SELECTED EXTRACT:
........

# Put me and my S185 to work (Minneapolis)



## Mr__Plow (Jan 15, 2021)

I recently bought a low hours, full cab, 2 speed S185. I am purchasing some wolf paws for it this coming week. Is there anyone out there willing to put us to work??? I also have a 16' dump trailer/ truck combo if you are hauling snow out.

Please call or text 763-227-1798
Thanks ,
Dean


----------



## Mr__Plow (Jan 15, 2021)

6+ coming this weekend...


----------



## WIPensFan (Jan 31, 2009)

What are your rates going to be? Just curious.


----------



## Mr__Plow (Jan 15, 2021)

Well that's a good question... Since I posted in the networking side and not the contracting side I figured I'd work that out with my new friend. I work in the trades and have considerable time in a machine... I understand the differences between snow and dirt operations (push vs carry)… I understand team environments and equipment roles if working large lots is your thing... 

I see southern Wisco and Iowa are calling for a big event this weekend... You call I haul


----------



## WIPensFan (Jan 31, 2009)

Good luck, hope you get some work.


----------



## EWSplow (Dec 4, 2012)

Maybe post in the Minnesota weather thread. 
Some of those guys might not look at other threads.


----------



## Mr__Plow (Jan 15, 2021)

Thanks will do!!!


----------

........

DATA PROVIDED:
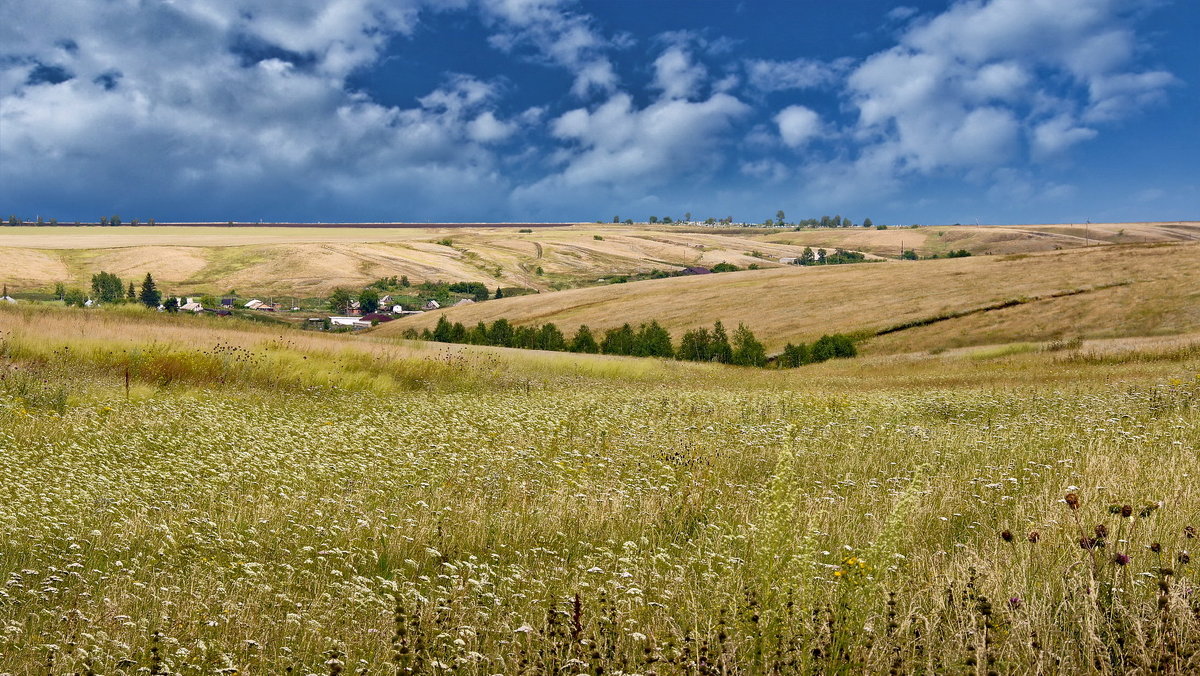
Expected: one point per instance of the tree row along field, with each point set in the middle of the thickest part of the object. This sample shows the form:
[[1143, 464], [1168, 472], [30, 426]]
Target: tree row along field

........

SET TASKS:
1. In the forum thread, what does the original poster plan to buy for the S185 in the coming week?
2. Copy word for word the part of the forum thread from "I see southern" to "get some work.".

RESPONSES BY TASK:
1. Wolf paws.

2.
I see southern Wisco and Iowa are calling for a big event this weekend... You call I haul


----------



## WIPensFan (Jan 31, 2009)

Good luck, hope you get some work.